The percentage of Americans who are obese (with a BMI of 30 or higher) has tripled since 1960, to 34 percent, while the incidence of extreme or "morbid" obesity (BMI above 40) has risen sixfold, to 6 percent. The percentage of overweight Americans (BMI of 25 to 29.9) has held steady: It was 34 percent in 2008 and 32 percent in 1961. What seems to have happened is that for every healthy-weight person who "graduated" into overweight, an overweight person graduated into obesity.

Because obesity raises the risk of a host of medical conditions, from heart disease to chronic pain, the obese are absent from work more often than people of healthy weight. The most obese men take 5.9 more sick days a year; the most obese women, 9.4 days more. Obesity-related absenteeism costs employers as much as $6.4 billion a year, health economists led by Eric Finkelstein of Duke University calculated.

Even when poor health doesn't keep obese workers home, it can cut into productivity, as they grapple with pain or shortness of breath or other obstacles to working all-out. Such obesity-related "presenteeism," said Finkelstein, is also expensive. The very obese lose one month of productive work per year, costing employers an average of $3,792 per very obese male worker and $3,037 per female. Total annual cost of presenteeism due to obesity: $30 billion.

Decreased productivity can reduce wages, as employers penalize less productive workers. Obesity hits workers' pocketbooks indirectly, too: Numerous studies have shown that the obese are less likely to be hired and promoted than their svelte peers are. Women in particular bear the brunt of that, earning about 11 percent less than women of healthy weight, health economist John Cawley of Cornell University found. At the average weekly U.S. wage of $669 in 2010, that's a $76 weekly obesity tax.

MORE DOCTORS, MORE PILLS

The medical costs of obesity have long been the focus of health economists. A just-published analysis finds that it raises those costs more than thought.

- [ASSIGNMENT 1]: Using the obesity passage, decide whether each statement agrees with it, answering yes or no and quoting the words that settle it: (a) The percentage of overweight Americans has risen sharply since 1961. (b) The most obese women take 9.4 more sick days a year than people of healthy weight. (c) Obesity-related presenteeism costs $30 billion a year in total.
- [ASSIGNMENT 2]: Rewrite the obesity passage from "Even when poor" up to and including "obesity: $30 billion.", swapping "presenteeism" for "on-the-job output loss".
The data below comes from a different source than the obesity passage.

- [DATA SECTION]:
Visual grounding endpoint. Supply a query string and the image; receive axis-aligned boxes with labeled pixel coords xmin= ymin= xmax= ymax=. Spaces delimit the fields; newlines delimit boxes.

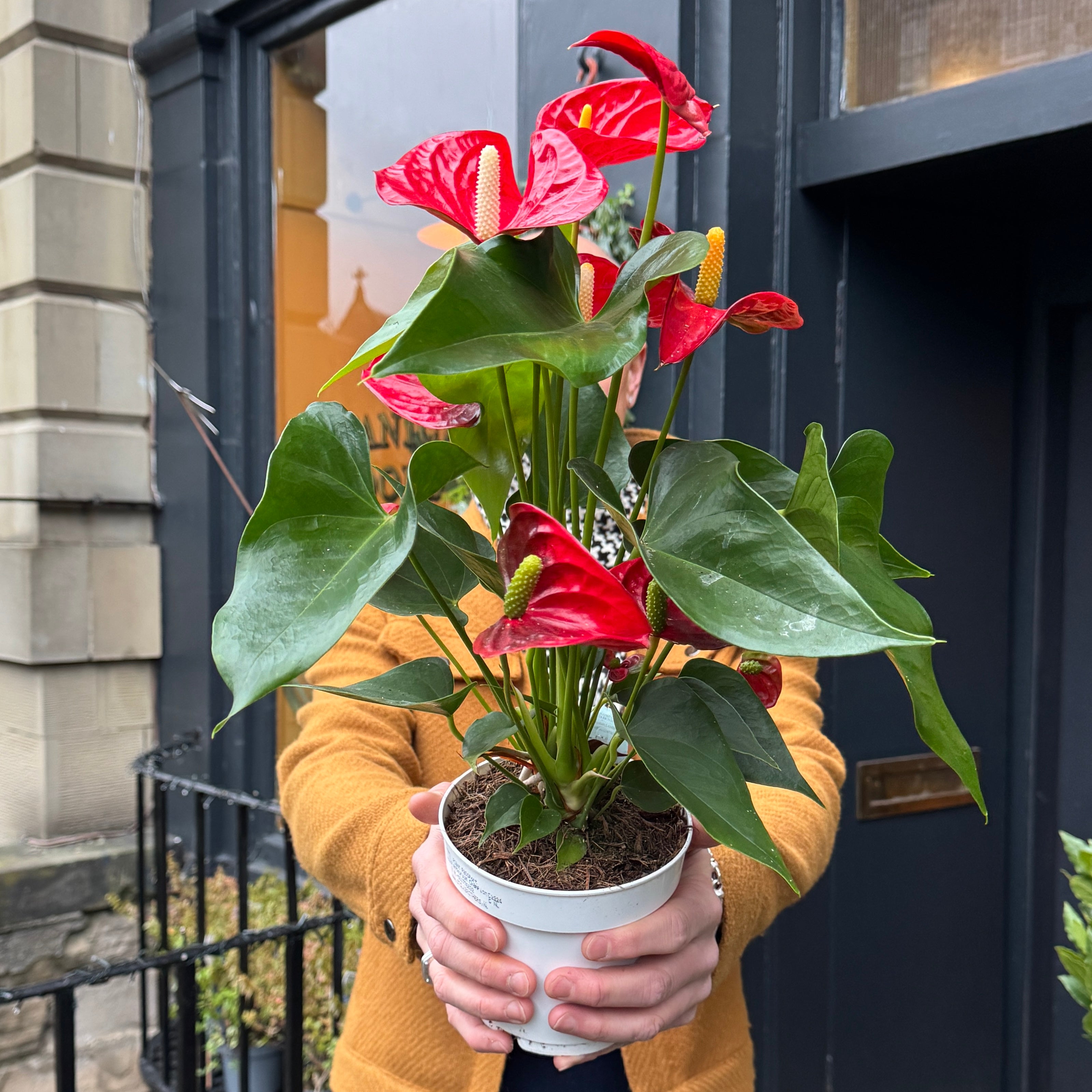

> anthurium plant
xmin=213 ymin=31 xmax=985 ymax=883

- [ANSWER SPACE 1]:
(a) No: "The percentage of overweight Americans (BMI of 25 to 29.9) has held steady"
(b) Yes: "the most obese women, 9.4 days more"
(c) Yes: "Total annual cost of presenteeism due to obesity: $30 billion."

- [ANSWER SPACE 2]:
Even when poor health doesn't keep obese workers home, it can cut into productivity, as they grapple with pain or shortness of breath or other obstacles to working all-out. Such obesity-related "on-the-job output loss," said Finkelstein, is also expensive. The very obese lose one month of productive work per year, costing employers an average of $3,792 per very obese male worker and $3,037 per female. Total annual cost of on-the-job output loss due to obesity: $30 billion.